**SET EXERCISE**
Extract the full listing below without altering a single character.
BEGIN
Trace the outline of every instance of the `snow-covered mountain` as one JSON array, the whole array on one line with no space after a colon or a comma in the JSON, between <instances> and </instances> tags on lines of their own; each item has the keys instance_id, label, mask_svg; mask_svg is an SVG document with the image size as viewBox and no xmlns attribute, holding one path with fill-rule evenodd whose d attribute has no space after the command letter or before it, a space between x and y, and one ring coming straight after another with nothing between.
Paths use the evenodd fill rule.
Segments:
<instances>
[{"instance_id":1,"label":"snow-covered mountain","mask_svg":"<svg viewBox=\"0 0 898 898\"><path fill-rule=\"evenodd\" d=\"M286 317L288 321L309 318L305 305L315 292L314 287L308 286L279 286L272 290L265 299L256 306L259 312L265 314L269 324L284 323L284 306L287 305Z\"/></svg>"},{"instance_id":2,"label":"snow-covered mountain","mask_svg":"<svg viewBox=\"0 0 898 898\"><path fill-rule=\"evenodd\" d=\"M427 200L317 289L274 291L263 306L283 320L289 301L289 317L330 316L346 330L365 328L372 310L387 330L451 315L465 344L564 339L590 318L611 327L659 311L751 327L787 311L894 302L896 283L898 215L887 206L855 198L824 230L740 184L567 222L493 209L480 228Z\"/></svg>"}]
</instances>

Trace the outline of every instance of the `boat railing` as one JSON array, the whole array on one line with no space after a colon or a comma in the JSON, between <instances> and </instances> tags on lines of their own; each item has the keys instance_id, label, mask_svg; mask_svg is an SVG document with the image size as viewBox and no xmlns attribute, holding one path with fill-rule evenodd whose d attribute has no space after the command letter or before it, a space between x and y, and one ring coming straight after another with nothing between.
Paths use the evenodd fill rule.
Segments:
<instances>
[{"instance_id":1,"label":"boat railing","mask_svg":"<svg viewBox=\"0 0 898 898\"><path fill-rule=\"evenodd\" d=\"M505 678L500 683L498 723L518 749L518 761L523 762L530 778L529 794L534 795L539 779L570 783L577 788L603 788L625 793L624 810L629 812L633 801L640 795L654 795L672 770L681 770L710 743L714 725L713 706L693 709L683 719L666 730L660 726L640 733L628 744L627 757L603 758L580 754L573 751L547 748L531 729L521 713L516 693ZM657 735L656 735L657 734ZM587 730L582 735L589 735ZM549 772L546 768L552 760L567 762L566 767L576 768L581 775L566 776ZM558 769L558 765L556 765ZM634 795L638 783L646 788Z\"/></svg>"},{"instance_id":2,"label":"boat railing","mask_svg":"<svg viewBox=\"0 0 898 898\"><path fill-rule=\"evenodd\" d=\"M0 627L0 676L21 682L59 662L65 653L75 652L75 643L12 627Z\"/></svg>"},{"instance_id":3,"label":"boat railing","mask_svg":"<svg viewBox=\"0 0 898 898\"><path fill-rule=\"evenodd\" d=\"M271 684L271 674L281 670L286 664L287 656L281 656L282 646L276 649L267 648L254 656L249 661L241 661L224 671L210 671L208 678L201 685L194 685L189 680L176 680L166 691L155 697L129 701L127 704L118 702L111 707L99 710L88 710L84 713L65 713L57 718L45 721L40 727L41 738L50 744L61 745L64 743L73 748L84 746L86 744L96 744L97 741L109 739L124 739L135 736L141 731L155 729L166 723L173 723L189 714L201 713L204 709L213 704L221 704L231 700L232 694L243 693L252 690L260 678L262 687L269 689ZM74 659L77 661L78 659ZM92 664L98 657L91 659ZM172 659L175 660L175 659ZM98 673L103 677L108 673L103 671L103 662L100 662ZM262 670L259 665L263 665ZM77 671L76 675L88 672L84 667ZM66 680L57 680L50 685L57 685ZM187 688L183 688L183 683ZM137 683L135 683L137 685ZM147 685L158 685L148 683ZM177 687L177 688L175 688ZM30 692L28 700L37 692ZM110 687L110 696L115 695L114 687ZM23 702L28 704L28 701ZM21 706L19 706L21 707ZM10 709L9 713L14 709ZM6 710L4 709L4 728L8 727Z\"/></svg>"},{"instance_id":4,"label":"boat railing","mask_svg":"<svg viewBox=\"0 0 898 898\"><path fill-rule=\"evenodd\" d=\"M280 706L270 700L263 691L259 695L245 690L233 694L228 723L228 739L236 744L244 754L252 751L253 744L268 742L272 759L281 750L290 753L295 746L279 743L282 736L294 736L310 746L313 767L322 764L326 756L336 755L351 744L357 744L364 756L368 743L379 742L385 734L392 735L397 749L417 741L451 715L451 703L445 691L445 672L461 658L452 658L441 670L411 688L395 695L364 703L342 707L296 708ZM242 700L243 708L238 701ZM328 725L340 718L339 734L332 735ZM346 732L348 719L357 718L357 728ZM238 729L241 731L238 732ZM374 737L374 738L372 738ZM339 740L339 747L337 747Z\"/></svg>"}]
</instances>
END
**CORRECT ANSWER**
Trace the outline of every instance of the `snow-covered mountain` as one JSON array, the whole array on one line with no space after a colon or a comma in the JSON, between <instances> and </instances> tags on lines of their own; each item has the keys instance_id, label, mask_svg; mask_svg is an SVG document with the image size as viewBox and no xmlns attribute, holding one path with fill-rule evenodd whose d attribute has no space after the command letter or before it, a space between x and y, and one ring coming straight after another with nothing between.
Paths use the evenodd fill rule.
Segments:
<instances>
[{"instance_id":1,"label":"snow-covered mountain","mask_svg":"<svg viewBox=\"0 0 898 898\"><path fill-rule=\"evenodd\" d=\"M286 317L288 321L309 318L305 305L315 292L314 287L308 286L279 286L272 290L265 299L256 306L259 312L265 314L269 324L284 323L284 306L287 305Z\"/></svg>"},{"instance_id":2,"label":"snow-covered mountain","mask_svg":"<svg viewBox=\"0 0 898 898\"><path fill-rule=\"evenodd\" d=\"M427 200L317 289L274 291L263 306L283 320L289 301L289 317L330 316L346 330L365 328L372 310L387 330L451 315L465 344L564 339L590 318L611 327L659 311L751 327L787 311L894 302L896 283L898 215L887 206L855 198L824 230L740 184L567 222L493 209L480 228Z\"/></svg>"}]
</instances>

Trace the outline of every instance of the `boat railing` as one JSON array, the whole array on one line with no space after a colon or a comma in the JSON, between <instances> and </instances> tags on lines of their own; each item has the keys instance_id, label, mask_svg; mask_svg is an SVG document with the image size as viewBox and no xmlns attribute, holding one path with fill-rule evenodd whose d attribute has no space after the command letter or before it, a space between x and y, and one ring coming straight after another with nothing between.
Paths use the evenodd fill rule.
Segments:
<instances>
[{"instance_id":1,"label":"boat railing","mask_svg":"<svg viewBox=\"0 0 898 898\"><path fill-rule=\"evenodd\" d=\"M505 678L500 683L498 723L518 749L518 761L523 762L530 778L529 794L534 795L539 779L570 783L577 788L603 788L625 793L624 810L629 812L633 801L640 795L654 795L672 770L681 770L710 743L714 725L713 706L693 709L683 719L666 730L660 726L640 733L628 744L627 757L603 758L580 754L573 751L547 748L531 729L521 713L516 693ZM657 735L656 735L657 734ZM587 730L582 735L589 735ZM549 772L546 768L552 760L567 762L566 767L576 768L581 775L566 776ZM558 769L558 765L556 765ZM634 795L638 783L646 788Z\"/></svg>"},{"instance_id":2,"label":"boat railing","mask_svg":"<svg viewBox=\"0 0 898 898\"><path fill-rule=\"evenodd\" d=\"M0 627L0 676L21 682L59 662L65 653L75 652L75 643L12 627Z\"/></svg>"},{"instance_id":3,"label":"boat railing","mask_svg":"<svg viewBox=\"0 0 898 898\"><path fill-rule=\"evenodd\" d=\"M271 684L271 674L281 670L286 664L287 656L281 656L282 646L276 649L267 648L254 656L249 661L241 661L224 671L210 671L208 678L201 685L194 685L189 680L176 680L166 691L155 697L129 701L127 704L118 702L111 707L99 710L88 710L84 713L65 713L57 718L45 721L40 727L41 738L50 744L61 745L64 743L73 748L84 746L86 744L96 744L97 741L109 739L124 739L135 736L141 731L155 729L166 723L173 723L189 714L201 713L204 709L213 704L221 704L231 700L232 694L243 693L252 690L260 678L262 687L269 689ZM74 659L77 661L78 659ZM92 664L98 657L91 659ZM172 659L175 660L175 659ZM98 673L103 677L108 673L103 671L103 662L100 662ZM262 670L259 665L263 665ZM77 671L76 675L88 672L84 667ZM66 680L57 680L50 685L57 685ZM187 688L183 688L183 683ZM137 683L135 683L137 685ZM147 685L158 685L148 683ZM177 687L177 688L175 688ZM30 692L28 700L37 692ZM110 687L110 696L115 695L114 687ZM23 702L28 704L28 701ZM21 706L19 706L21 707ZM10 709L9 713L14 709ZM6 710L4 709L4 728L8 727Z\"/></svg>"},{"instance_id":4,"label":"boat railing","mask_svg":"<svg viewBox=\"0 0 898 898\"><path fill-rule=\"evenodd\" d=\"M280 706L270 700L263 691L259 695L245 690L233 694L228 723L228 739L236 744L244 754L252 751L253 744L268 742L272 759L281 750L290 753L295 746L279 743L282 736L294 736L310 746L313 767L322 764L326 756L336 755L351 744L357 744L364 756L368 743L379 742L385 734L392 735L397 749L417 741L451 715L451 703L445 691L445 672L461 658L452 658L441 670L411 688L395 695L364 703L342 707L296 708ZM242 700L243 708L238 701ZM328 725L340 718L339 734L332 735ZM346 732L348 719L357 718L357 728ZM238 729L241 731L238 732ZM374 737L374 738L372 738ZM339 740L339 747L337 747Z\"/></svg>"}]
</instances>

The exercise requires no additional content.